START Text provided

Ophelia Watahomigie-Corliss was one of several witnesses who said rural areas are “in jeopardy” of being left behind without the high-speed internet access of broadband, which is used for everything from telemedicine to distance learning to up-to-the-minute market reports for farmers.
“Community members can better their lives and their education through future broadband expansion,” Watahomigie-Corliss said in testimony prepared for a House Agriculture subcommittee.
“These services that ordinary Americans have been using for the past 20 years are still not a reality for my entire community, but this is the first glimmer of hope we have seen for decades,” she said of gain the tribe has made recently after decades of effort.
The Havasupai are among 24 million Americans in rural communities that lack infrastructure for high-speed broadband that is “critical to survival,” said Rep. Austin Scott, R-Georgia.
“Big data and artificial intelligence, cloud storage and computing, the internet of things and data analytics, telemedicine, and other modern tools cannot be replicated without broadband access to the Internet,” he said.
Thursday’s hearing was called to find out “what’s being done well … and what work remains” to bring broadband to rural communities, said Rep. David Scott, D-Georgia, the subcommittee chairman who called the meeting.
Witnesses talked about gains that have led to “adequate” service but leave much to be desired, with systems being overloaded or freezing at critical moments. They pointed to increased funding for rural broadband and other changes included in the 2018 farm bill, but added that more changes are needed to let the Agriculture Department “better target its limited resources to the rural communities most in need,” in the words of Rep. Mike Conaway, R-Texas.
The Havasupai live on the floor of the Grand Canyon in an “extremely isolated” area that is only accessible by horseback, helicopter or an 8-mile hike – with a trailhead that is 67 miles to the nearest town. Watahomigie-Corliss called it “the definition of rural.”
But that doesn’t mean empty: Besides the 398 people who live year-round in the village of Supai, the community and its waterfalls attract 35,000 tourists a year, which requires the ability to provide efficient healthcare and emergency services.

END Text provided
START Data for analysis

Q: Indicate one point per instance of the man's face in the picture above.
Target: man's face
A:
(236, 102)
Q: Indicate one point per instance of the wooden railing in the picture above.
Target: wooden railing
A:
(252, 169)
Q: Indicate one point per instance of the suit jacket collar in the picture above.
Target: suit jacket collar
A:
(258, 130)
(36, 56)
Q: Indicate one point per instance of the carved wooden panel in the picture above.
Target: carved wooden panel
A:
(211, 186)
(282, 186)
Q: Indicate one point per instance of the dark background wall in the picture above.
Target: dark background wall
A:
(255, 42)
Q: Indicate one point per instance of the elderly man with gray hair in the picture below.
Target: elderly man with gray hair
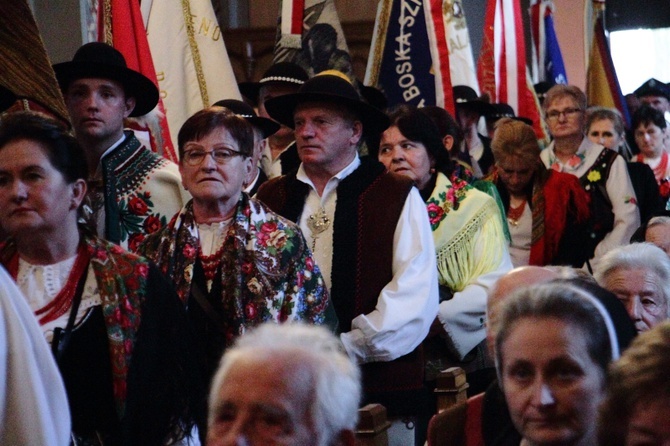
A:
(285, 384)
(639, 275)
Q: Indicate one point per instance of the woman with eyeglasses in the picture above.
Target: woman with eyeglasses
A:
(235, 264)
(602, 172)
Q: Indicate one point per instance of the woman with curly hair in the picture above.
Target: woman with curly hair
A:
(546, 210)
(636, 409)
(469, 242)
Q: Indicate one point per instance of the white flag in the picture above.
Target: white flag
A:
(190, 57)
(461, 62)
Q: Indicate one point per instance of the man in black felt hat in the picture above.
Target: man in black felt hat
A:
(279, 155)
(369, 233)
(655, 94)
(498, 111)
(133, 191)
(477, 148)
(263, 128)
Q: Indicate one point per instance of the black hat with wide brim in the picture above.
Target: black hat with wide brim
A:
(501, 110)
(333, 89)
(466, 97)
(279, 73)
(653, 87)
(7, 98)
(99, 60)
(243, 110)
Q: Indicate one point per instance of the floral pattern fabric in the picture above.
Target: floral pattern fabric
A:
(122, 281)
(267, 271)
(138, 191)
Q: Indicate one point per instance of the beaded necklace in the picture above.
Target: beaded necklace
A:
(59, 305)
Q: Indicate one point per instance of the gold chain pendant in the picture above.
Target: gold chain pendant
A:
(317, 223)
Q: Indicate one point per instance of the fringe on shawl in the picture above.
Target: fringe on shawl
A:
(460, 260)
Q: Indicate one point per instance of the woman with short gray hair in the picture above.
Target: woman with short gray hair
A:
(639, 275)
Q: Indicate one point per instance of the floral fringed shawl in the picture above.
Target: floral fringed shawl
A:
(460, 217)
(122, 282)
(268, 272)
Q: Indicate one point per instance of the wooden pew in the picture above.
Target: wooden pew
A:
(451, 389)
(451, 386)
(372, 426)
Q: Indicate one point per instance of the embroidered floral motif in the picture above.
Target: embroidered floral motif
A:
(135, 218)
(446, 201)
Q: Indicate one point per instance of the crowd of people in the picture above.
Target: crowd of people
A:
(311, 253)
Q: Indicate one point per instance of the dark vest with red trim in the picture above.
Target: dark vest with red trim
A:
(369, 204)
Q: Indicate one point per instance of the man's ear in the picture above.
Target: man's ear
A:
(357, 130)
(78, 193)
(345, 438)
(130, 106)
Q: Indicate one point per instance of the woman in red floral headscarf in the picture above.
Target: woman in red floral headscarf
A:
(235, 263)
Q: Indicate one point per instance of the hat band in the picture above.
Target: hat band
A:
(281, 79)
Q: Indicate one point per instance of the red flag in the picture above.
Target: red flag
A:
(602, 85)
(25, 69)
(501, 68)
(120, 25)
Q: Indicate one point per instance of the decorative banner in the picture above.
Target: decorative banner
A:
(399, 63)
(501, 67)
(602, 85)
(120, 25)
(461, 62)
(190, 57)
(25, 69)
(309, 34)
(547, 58)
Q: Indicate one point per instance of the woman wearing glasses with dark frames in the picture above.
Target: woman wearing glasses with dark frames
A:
(235, 263)
(601, 172)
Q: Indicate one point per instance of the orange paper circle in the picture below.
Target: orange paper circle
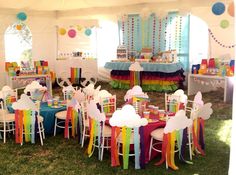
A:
(231, 9)
(18, 27)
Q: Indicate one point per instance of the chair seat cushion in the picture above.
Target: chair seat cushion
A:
(86, 122)
(9, 117)
(157, 134)
(119, 139)
(107, 131)
(61, 115)
(40, 118)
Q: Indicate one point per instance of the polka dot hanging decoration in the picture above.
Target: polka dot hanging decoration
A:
(218, 8)
(219, 42)
(224, 24)
(62, 31)
(71, 33)
(231, 9)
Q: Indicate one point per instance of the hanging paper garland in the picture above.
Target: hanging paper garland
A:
(218, 8)
(231, 9)
(18, 27)
(62, 31)
(218, 42)
(22, 16)
(88, 32)
(224, 24)
(71, 33)
(79, 28)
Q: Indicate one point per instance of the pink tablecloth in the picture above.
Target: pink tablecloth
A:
(147, 138)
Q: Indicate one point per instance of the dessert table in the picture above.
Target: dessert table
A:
(48, 114)
(159, 77)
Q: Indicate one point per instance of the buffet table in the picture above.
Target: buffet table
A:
(155, 77)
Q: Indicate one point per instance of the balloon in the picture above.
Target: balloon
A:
(72, 33)
(218, 8)
(88, 32)
(22, 16)
(18, 27)
(224, 24)
(62, 31)
(231, 9)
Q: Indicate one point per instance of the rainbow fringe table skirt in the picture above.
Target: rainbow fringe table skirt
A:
(149, 81)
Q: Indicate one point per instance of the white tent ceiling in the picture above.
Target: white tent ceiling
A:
(62, 5)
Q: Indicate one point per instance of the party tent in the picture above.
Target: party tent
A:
(160, 45)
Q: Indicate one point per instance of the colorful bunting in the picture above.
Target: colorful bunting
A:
(168, 148)
(25, 120)
(218, 42)
(71, 117)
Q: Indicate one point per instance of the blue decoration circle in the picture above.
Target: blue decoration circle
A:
(22, 16)
(88, 32)
(218, 8)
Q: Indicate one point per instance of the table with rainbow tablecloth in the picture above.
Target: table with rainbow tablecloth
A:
(154, 77)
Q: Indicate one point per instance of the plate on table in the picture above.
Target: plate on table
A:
(152, 120)
(56, 107)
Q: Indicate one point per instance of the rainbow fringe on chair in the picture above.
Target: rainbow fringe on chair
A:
(10, 99)
(135, 78)
(107, 108)
(95, 132)
(198, 136)
(75, 74)
(126, 135)
(71, 117)
(168, 148)
(25, 121)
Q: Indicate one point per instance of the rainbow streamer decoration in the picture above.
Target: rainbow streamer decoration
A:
(71, 117)
(25, 120)
(198, 136)
(10, 99)
(80, 127)
(135, 78)
(168, 147)
(75, 75)
(126, 135)
(96, 128)
(108, 106)
(173, 106)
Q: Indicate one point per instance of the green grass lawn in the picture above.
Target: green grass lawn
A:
(62, 156)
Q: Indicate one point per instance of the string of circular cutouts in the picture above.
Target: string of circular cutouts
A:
(218, 42)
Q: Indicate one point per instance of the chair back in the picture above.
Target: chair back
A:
(2, 111)
(75, 75)
(172, 102)
(26, 122)
(71, 118)
(108, 105)
(68, 92)
(35, 90)
(96, 123)
(129, 121)
(26, 119)
(8, 95)
(176, 130)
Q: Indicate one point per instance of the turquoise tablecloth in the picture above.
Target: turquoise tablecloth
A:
(48, 115)
(149, 67)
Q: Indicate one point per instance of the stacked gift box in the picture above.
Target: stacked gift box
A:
(41, 67)
(12, 68)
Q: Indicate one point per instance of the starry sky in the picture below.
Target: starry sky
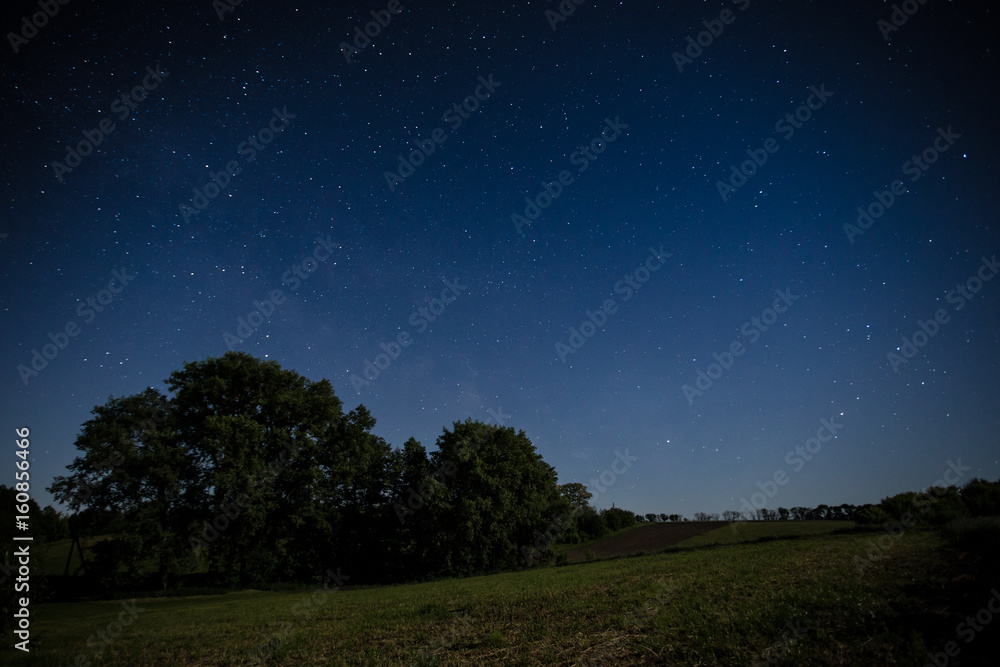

END Data for analysis

▶ Complete the following
A. Transcribe the passage from the rural broadband hearing article between "Thursday’s hearing was" and "called the meeting.", inclusive.
B. Write the next part of the article on the rural broadband hearing, continuing on from its final sentence.

▶ Answers to the tasks
A.
Thursday’s hearing was called to find out “what’s being done well … and what work remains” to bring broadband to rural communities, said Rep. David Scott, D-Georgia, the subcommittee chairman who called the meeting.

B.
“We do not have good emergency communication capabilities to the furthest gorge that tourists like to visit, and their safety is our responsibility,” Watahomigie-Corliss told the committee. “Navigating the canyon can sometimes be a life-or-death situation if someone gets lost.”
The village population rises to 423 in summer, when children return home from school: Since Havasupai schools only go to eighth grade, tribal youth have to leave Supai and go to boarding school if they want to earn a high school diploma. That can be difficult for tribal children who may be “unable to adjust … and return to the village, never going back to their studies,” Watahomigie-Corliss said.
Efforts to set up online courses for students had faltered. But Watahomigie-Corliss said the tribe has recently secured a 30 megabits-per-second connection and set up an equipment checkout program that helped prompt its first successful online classes.
“While we have had success, we also have more needs,” Watahomigie-Corliss said.
She said the tribe plans to expand service to “bring broadband coverage to the whole village, increase backhaul from 50 Mbps to one Gbps (gigabit per second), provide emergency communications throughout the canyon, connect an online charter high school and allow for telemedicine in the new clinic.” And her tribe is not alone, she said.
“The disparities felt by my community may be of the most extreme examples felt by rural tribal nations, but the disparity of the digital divide are being felt all across the Indian Country,” Watahomigie-Corliss told the committee.